-- WORK TASK --
Could you print every record below exactly as written?
:: DATA TO PROCESS ::
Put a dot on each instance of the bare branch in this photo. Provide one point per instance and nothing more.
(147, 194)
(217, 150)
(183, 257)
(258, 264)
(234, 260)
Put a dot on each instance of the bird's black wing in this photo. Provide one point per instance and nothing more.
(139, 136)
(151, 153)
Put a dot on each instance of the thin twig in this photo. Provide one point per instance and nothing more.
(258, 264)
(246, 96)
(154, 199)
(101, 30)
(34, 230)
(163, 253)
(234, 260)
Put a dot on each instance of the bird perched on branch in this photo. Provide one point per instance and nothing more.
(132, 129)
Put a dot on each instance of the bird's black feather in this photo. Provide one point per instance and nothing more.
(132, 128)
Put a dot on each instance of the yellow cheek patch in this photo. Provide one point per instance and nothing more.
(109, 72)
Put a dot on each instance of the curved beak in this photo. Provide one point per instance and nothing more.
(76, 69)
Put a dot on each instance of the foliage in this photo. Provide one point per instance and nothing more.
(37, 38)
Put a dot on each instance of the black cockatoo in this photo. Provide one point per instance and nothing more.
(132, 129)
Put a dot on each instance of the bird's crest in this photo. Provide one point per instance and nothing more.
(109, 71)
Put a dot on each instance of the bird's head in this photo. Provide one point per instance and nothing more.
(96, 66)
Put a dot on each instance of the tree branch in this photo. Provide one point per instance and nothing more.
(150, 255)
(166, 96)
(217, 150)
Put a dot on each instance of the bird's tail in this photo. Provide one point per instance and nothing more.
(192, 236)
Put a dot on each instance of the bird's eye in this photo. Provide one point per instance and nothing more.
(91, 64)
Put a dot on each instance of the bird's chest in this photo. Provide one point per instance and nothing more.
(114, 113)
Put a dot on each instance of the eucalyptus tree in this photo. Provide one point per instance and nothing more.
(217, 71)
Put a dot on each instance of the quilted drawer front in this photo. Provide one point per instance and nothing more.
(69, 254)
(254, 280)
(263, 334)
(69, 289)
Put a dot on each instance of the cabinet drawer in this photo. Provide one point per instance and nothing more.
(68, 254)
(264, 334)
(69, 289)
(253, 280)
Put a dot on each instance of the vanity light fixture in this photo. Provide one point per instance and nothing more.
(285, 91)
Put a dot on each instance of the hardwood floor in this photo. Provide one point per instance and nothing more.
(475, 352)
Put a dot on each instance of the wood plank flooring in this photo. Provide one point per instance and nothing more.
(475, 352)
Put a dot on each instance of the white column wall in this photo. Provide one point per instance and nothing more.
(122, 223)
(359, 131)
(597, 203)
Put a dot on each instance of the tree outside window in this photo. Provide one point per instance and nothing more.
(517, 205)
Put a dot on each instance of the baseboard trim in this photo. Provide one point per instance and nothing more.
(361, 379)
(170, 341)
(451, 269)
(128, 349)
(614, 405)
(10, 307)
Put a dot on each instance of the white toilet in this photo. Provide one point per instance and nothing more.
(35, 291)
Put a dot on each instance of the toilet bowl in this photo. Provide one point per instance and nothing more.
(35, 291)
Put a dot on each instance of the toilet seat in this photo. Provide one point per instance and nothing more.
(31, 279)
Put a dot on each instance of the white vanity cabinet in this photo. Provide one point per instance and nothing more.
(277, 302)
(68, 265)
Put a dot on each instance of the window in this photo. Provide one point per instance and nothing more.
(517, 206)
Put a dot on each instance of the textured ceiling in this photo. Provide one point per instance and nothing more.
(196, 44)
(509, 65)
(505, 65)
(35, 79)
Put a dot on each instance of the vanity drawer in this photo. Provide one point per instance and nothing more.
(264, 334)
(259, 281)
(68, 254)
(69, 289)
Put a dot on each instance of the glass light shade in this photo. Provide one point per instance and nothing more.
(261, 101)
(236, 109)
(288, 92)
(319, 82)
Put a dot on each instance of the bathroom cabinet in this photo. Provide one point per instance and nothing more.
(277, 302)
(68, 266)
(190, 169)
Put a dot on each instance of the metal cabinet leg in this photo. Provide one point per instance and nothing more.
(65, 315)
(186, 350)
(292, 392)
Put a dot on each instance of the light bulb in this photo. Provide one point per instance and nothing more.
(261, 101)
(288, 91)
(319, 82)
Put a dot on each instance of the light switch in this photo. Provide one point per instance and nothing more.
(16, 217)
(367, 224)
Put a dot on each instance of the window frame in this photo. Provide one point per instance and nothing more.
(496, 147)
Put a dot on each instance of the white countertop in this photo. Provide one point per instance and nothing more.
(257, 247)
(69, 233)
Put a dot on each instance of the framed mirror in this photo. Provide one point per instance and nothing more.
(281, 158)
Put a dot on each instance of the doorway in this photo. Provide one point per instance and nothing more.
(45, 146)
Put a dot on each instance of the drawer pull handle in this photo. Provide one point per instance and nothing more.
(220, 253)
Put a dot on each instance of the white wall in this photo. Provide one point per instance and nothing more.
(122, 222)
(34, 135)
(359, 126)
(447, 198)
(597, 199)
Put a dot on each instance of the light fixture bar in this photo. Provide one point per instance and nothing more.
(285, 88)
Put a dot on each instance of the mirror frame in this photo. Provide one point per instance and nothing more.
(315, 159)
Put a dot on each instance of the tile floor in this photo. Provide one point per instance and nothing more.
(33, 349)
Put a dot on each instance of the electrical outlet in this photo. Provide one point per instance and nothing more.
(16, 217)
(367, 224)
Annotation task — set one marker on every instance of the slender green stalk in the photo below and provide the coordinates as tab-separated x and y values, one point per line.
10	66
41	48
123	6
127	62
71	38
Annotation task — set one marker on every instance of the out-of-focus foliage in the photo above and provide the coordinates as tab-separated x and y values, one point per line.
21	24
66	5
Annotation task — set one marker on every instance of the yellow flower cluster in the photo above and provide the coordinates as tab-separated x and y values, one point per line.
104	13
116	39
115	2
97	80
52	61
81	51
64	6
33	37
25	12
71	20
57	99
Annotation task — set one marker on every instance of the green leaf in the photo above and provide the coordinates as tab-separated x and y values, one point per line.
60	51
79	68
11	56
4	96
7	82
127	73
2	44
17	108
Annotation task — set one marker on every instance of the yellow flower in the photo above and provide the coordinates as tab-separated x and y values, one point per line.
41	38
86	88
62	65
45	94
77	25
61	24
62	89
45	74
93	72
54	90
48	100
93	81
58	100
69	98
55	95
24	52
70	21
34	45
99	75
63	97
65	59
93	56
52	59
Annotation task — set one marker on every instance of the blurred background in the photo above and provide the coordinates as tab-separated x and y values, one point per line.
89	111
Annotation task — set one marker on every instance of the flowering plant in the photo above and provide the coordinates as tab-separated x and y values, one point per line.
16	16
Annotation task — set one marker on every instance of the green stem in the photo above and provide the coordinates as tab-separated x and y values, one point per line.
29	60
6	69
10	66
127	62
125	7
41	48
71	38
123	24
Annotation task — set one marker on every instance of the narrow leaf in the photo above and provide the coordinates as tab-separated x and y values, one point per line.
:::
-- SOLUTION TO THIS PROBLEM --
Put a dot on each instance of the bare branch in this photo. Provide one point per instance and nothing more.
(147, 194)
(217, 150)
(183, 257)
(258, 264)
(234, 260)
Put a dot on each instance of the bird's black wing in this photo. Provide one point per instance and nothing more.
(139, 136)
(151, 153)
Put a dot on each instance of the thin twig in this photo. Provide one point per instance and nothing more.
(258, 264)
(246, 96)
(154, 199)
(101, 30)
(34, 230)
(163, 253)
(234, 260)
Put a dot on each instance of the bird perched on branch in this photo. Provide one point per instance and nothing more.
(132, 129)
Put a dot on each instance of the bird's black feather in this photo. Provide one point per instance and nothing more.
(132, 128)
Put a dot on each instance of the yellow cheek patch in this photo. Provide one point per instance and nothing more.
(109, 72)
Put a dot on each instance of the curved beak in this photo. Provide one point per instance and nothing more.
(76, 69)
Put a dot on each instance of the foliage in this photo. Provide one point per instance and nothing more.
(37, 38)
Put a dot on each instance of the black cockatoo in this photo. Provide one point per instance and nothing more.
(132, 129)
Put a dot on each instance of the bird's crest in this photo. Provide one point per instance and nothing more.
(109, 71)
Put a dot on each instance of the bird's head in this photo. Provide one point per instance and nothing more.
(96, 66)
Put a dot on each instance of the tree branch in this photo. Provide one point per instance and nothing more.
(150, 255)
(166, 96)
(217, 150)
Put a dot on each instance of the bird's tail in this photo. Provide one point per instance and nothing more.
(192, 236)
Put a dot on each instance of the bird's eye in this photo. Provide one point per instance and nothing more.
(91, 64)
Put a dot on each instance of the bird's chest in this photo. Provide one point per instance and nothing more.
(114, 113)
Put a dot on each instance of the eucalyptus tree in this photo. Provide one point per instance and nothing more.
(217, 71)
Put a dot on each instance of the quilted drawer front in this photo. Provide one point per instance and nothing more.
(69, 254)
(254, 280)
(263, 334)
(69, 289)
Put a dot on each instance of the cabinet drawer in this photo. Provide one point per instance and nothing more.
(68, 254)
(264, 334)
(69, 289)
(253, 280)
Put a dot on each instance of the vanity light fixture in this photo. Provide one point per instance and nothing more.
(285, 91)
Put a dot on each instance of the hardwood floor in this photo. Provide one point per instance and nothing more.
(475, 352)
Put a dot on each instance of the wood plank flooring in this photo. Provide one point per instance and nothing more.
(475, 352)
Put a dot on each instance of the white column wall in this photo. Provide one point per instance and nothing more.
(122, 223)
(359, 131)
(597, 203)
Put a dot on each instance of the tree outside window in this photo. Provide one point per instance and nothing more.
(517, 205)
Put a dot on each instance of the baseboard trim in this photo. Provide one point per instance and nothing more.
(361, 379)
(170, 341)
(451, 269)
(128, 349)
(614, 405)
(10, 307)
Put a dot on each instance of the white toilet in this photo. Provide one point per instance and nothing more.
(35, 291)
Put a dot on each instance of the toilet bowl in this photo. Provide one point per instance and nothing more.
(35, 291)
Put a dot on each instance of the toilet seat in this photo. Provide one point per instance and nothing more.
(31, 279)
Put a dot on each instance of the white vanity cabinet in this photo. Provide one point per instance and nothing more.
(277, 302)
(68, 265)
Put a dot on each instance of the window in this photo. Provide one point per instance and nothing more.
(517, 206)
Put a dot on each instance of the textured ceiling in this photo. Provide one point per instance and nothing more.
(196, 44)
(509, 65)
(505, 65)
(35, 79)
Put a dot on each instance of the vanity drawer in this photo. Provide one point per instance and nothing more.
(264, 334)
(259, 281)
(68, 254)
(69, 289)
Put a dot on each instance of the glass light shade in this photo. Provide one point per instance and nothing more.
(261, 101)
(236, 109)
(288, 92)
(319, 82)
Put a dot on each instance of the bathroom cabinet in this photo. Provide one point per instance and nothing more.
(277, 302)
(68, 266)
(190, 169)
Put a dot on each instance of the metal cabinet leg in this photo. Provide one point per instance and nothing more.
(65, 315)
(186, 350)
(292, 392)
Put a dot on each instance of the light bulb in this photo. Provide one point per instance and nothing more.
(261, 101)
(288, 91)
(319, 82)
Put a dot on each instance of the light switch in this photo. Provide one point per instance and nothing more.
(16, 217)
(367, 224)
Put a dot on each instance of the window frame in this photo. Provide one point per instance and nothing more.
(496, 147)
Put a dot on each instance of the white countertop in this photo. Provide one point per instance and nothing more.
(257, 247)
(69, 233)
Put a dot on each instance of the framed mirror in this photo. Provide one point per instance and nothing more.
(281, 158)
Put a dot on each instance of the doorway in this photo. Provide one point per instance and nothing more.
(45, 146)
Put a dot on each instance of the drawer pull handle in this photo. Provide one point per instance and nothing more.
(220, 253)
Put a dot on each instance of the white wall in this photo. Provide one point per instance and nothing more.
(122, 222)
(34, 135)
(359, 126)
(447, 198)
(597, 199)
Put a dot on each instance of the light fixture bar in this photo. Provide one point per instance and nothing more.
(285, 88)
Put a dot on each instance of the mirror frame in this photo. Provide one point per instance and nothing more.
(315, 159)
Put a dot on each instance of the tile floor in this photo. Provide one point per instance and nothing more.
(33, 349)
Put a dot on each instance of the electrical outlet in this photo. Provide one point per instance and nothing more.
(16, 217)
(367, 224)
Annotation task — set one marker on every instance of the slender green stalk in the photo below and provide the coordinates as tab-separated x and y values, one point per line.
10	66
41	48
123	6
127	62
71	38
Annotation task — set one marker on every instance of the out-of-focus foliage in the photo above and provide the coordinates as tab-separated x and y values, one point per line.
21	24
66	5
Annotation task — set one marker on every instance of the yellow flower cluster in the photo above and provide the coordinates as tab-separated x and y values, one point per line.
104	13
116	39
115	2
97	80
52	61
81	51
64	6
33	37
25	12
71	20
57	99
Annotation task — set one marker on every instance of the green leaf in the photo above and provide the coordinates as tab-separated x and y values, one point per line.
60	51
79	68
11	56
4	96
7	82
127	73
2	44
17	108
Annotation task — set one marker on every instance of the yellow flower in the photo above and provide the coordinates as tab-separated x and y values, one point per line.
41	38
86	88
62	65
45	94
77	25
61	24
62	89
45	74
93	72
54	90
48	100
93	81
58	100
69	98
55	95
24	52
70	21
34	45
99	75
63	97
65	59
93	56
52	59
Annotation task — set one marker on every instance of the blurred background in the photo above and provide the coordinates as tab-separated x and y values, one point per line.
89	111
Annotation task — set one marker on every instance of the flowering plant in the photo above and provide the coordinates as tab-separated x and y values, one point per line.
16	16
Annotation task — set one marker on every instance of the green stem in the photo above and provide the coordinates as tab-separated x and y values, one point per line.
29	60
6	69
10	66
127	62
125	7
41	48
71	38
123	24
Annotation task — set one marker on every instance of the narrow leaf in the photo above and provide the coordinates as tab-separated x and y values, one point per line.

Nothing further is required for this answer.